START Selected text

Two medical ethicists are the latest to argue that the World Trade Organization must lift patent protections on Covid-19 vaccines to save lives both in the Global South, where inoculations against the virus are lagging, and in wealthy countries which is likely to face future infectious disease outbreaks if they continue hoarding the supplies needed to fight the current public health crisis.
In a paper published
Sunday, bioethics professor Nancy Jecker of the University of Washington and health ethicist Caesar Atuire of the University of Ghana wrote that policymakers in wealthy countries "must show the high degree of social responsibility the moment calls for" by ensuring the vaccines produced by companies including Pfizer and Moderna are distributed to poor and middle-income countries, where only about 1%
of the population is vaccinated.
"Everyone, but especially wealthier nations, needs to help develop vaccine-manufacturing capacity in low- and middle-income countries because Covid-19 unfortunately won't be the last pandemic the world faces."
—Nancy Jecker, University of Washington
"Global solidarity underscores that during the Covid-19 pandemic, each nation’s interests are entwined with the interests of every other," the paper reads
. "Just as it is impossible for any nation standing alone to address the threat to human health climate change raises, it is impossible for any single nation to meet the challenge that Covid-19 and future pandemics present. Instead, humanity must stand together."
The authors wrote that the WTO should temporarily waive the 1995 Trade-Related Aspects of Intellectual Property Rights (TRIPS) agreement, which protects intellectual property rights for pharmaceutical companies that manufacture the vaccines.
Jecker and Atuire noted in a statement that more than 100 Nobel laureates, U.S. President Joe Biden, and dozens of former heads of state have expressed support for a TRIPS waiver amid reports that Covid-19 infections are on the rise
in countries including Tunisia, Thailand, and Namibia, where less than 5% of people are fully vaccinated.
"Everyone, but especially wealthier nations, needs to help develop vaccine-manufacturing capacity in low- and middle-income countries because Covid-19 unfortunately won't be the last pandemic the world faces," Jecker said
in a statement. "It will benefit all of us to transfer technology, to transfer know-how and to start building supplies."
The paper was published in the Journal of Medical Ethics as the World Health Organization denounced efforts in wealthy nations like the U.S. and Britain to gain approval for booster shots—third doses of Covid-19 vaccines for added protection against the highly transmissable Delta variant, when billions of people worldwide have not received one dose.
"We will look back in anger and I think we will look back in shame" if pharmaceutical companies are permitted to distribute booster shots in rich countries at this point in the pandemic, Michael Ryan, executive director of WHO's health emergencies program, told
the Associated Press
Representatives from Pfizer met with U.S. officials Monday to discuss potential Food and Drug Administration approval for a booster shot, which the company says could significantly increase immunity in people who have had two doses of its vaccine.
Dr. Soumya Swaminathan, WHO’s chief scientist, noted
that "there is no scientific evidence to suggest that boosters are definitely needed."

END Selected text

§ Actions to take:
(a) Summarize the passage on Covid-19 vaccine patents in two sentences.
(b) Reproduce word for word the part of the passage on Covid-19 vaccine patents starting with "The paper was" and going on through "of its vaccine.".
The records have no connection to the passage on Covid-19 vaccine patents.

START Information given

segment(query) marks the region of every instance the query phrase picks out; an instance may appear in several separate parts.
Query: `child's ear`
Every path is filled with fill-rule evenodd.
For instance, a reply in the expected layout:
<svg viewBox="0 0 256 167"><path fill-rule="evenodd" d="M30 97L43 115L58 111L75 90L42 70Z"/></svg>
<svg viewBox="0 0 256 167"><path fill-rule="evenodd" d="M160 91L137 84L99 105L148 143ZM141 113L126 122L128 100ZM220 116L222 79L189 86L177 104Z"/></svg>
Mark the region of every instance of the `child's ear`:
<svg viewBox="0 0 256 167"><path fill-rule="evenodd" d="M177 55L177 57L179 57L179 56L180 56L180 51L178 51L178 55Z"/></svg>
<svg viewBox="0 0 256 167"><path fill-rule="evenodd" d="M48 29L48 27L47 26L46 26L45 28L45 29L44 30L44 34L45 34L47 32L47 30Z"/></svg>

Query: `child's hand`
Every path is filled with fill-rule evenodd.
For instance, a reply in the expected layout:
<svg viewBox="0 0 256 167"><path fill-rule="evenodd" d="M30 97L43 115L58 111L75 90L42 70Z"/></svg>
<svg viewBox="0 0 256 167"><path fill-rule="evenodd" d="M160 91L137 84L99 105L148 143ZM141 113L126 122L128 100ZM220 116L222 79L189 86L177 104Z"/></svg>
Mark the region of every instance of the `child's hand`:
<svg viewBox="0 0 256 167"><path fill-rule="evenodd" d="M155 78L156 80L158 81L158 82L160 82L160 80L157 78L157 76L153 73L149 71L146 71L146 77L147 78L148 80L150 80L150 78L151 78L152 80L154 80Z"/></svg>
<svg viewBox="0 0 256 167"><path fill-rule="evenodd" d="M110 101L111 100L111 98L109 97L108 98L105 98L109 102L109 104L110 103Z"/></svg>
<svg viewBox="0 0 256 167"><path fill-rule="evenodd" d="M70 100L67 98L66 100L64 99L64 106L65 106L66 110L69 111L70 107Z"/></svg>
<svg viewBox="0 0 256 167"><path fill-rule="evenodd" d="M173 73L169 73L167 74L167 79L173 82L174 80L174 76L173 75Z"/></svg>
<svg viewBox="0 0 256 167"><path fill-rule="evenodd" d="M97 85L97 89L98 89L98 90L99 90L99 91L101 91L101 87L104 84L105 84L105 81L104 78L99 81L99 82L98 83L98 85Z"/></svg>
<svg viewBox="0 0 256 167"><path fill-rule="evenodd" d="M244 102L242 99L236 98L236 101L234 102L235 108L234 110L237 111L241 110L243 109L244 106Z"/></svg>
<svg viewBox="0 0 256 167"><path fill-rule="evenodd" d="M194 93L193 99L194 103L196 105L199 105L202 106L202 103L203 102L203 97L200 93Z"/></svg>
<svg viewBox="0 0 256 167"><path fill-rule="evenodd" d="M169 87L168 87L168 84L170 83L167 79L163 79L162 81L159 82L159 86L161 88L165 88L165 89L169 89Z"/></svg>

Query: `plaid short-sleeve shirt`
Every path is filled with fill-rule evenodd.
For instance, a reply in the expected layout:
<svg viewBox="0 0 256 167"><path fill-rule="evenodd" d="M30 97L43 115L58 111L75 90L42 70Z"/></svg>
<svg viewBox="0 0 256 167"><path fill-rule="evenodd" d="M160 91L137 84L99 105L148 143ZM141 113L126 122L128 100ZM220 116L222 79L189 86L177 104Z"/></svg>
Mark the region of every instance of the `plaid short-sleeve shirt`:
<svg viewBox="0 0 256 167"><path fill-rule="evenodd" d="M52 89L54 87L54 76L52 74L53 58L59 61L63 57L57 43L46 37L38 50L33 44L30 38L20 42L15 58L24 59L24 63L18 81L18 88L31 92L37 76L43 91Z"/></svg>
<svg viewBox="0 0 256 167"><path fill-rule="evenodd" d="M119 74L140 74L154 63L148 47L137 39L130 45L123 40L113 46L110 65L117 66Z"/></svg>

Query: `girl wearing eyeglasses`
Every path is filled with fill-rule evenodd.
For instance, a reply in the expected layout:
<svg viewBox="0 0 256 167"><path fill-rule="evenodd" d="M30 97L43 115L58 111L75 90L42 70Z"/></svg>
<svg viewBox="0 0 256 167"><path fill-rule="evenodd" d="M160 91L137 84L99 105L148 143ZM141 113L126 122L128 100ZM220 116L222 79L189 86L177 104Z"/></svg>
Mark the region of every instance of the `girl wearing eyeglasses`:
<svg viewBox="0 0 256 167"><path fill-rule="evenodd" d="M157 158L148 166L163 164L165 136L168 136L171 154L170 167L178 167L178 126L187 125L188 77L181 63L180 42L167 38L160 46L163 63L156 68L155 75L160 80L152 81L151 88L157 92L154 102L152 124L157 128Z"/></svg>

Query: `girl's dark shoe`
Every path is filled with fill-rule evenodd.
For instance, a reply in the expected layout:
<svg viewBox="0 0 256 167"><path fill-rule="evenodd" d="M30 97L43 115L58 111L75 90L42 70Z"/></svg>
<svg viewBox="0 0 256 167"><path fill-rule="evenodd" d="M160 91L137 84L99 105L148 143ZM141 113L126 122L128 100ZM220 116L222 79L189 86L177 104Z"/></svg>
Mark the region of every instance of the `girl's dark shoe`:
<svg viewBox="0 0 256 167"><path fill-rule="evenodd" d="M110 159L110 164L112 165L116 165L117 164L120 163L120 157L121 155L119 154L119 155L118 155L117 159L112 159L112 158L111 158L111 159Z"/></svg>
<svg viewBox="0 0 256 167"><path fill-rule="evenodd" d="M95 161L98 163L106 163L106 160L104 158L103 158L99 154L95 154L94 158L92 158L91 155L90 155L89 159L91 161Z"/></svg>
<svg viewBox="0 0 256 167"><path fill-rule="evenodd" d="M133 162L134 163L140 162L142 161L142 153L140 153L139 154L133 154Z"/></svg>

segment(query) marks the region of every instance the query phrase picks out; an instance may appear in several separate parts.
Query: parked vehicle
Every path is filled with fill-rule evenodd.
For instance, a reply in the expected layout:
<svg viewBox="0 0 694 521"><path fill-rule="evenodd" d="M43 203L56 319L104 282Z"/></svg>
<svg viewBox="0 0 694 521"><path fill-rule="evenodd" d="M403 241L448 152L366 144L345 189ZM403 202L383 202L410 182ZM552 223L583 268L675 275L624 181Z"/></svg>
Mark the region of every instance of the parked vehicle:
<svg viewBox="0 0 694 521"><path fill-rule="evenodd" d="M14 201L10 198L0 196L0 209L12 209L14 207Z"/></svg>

END Information given

§ Set of answers:
(a) In a paper in the Journal of Medical Ethics, Nancy Jecker and Caesar Atuire argued that the WTO should temporarily waive the TRIPS agreement protecting intellectual property rights on Covid-19 vaccines. They also called on wealthy countries to ensure the vaccines reach poor and middle-income countries, where only about 1% of the population is vaccinated, and the paper appeared as the World Health Organization denounced efforts by wealthy nations like the U.S. and Britain to gain approval for booster shots while billions of people worldwide have not received one dose.

(b)
The paper was published in the Journal of Medical Ethics as the World Health Organization denounced efforts in wealthy nations like the U.S. and Britain to gain approval for booster shots—third doses of Covid-19 vaccines for added protection against the highly transmissable Delta variant, when billions of people worldwide have not received one dose.
"We will look back in anger and I think we will look back in shame" if pharmaceutical companies are permitted to distribute booster shots in rich countries at this point in the pandemic, Michael Ryan, executive director of WHO's health emergencies program, told
the Associated Press
Representatives from Pfizer met with U.S. officials Monday to discuss potential Food and Drug Administration approval for a booster shot, which the company says could significantly increase immunity in people who have had two doses of its vaccine.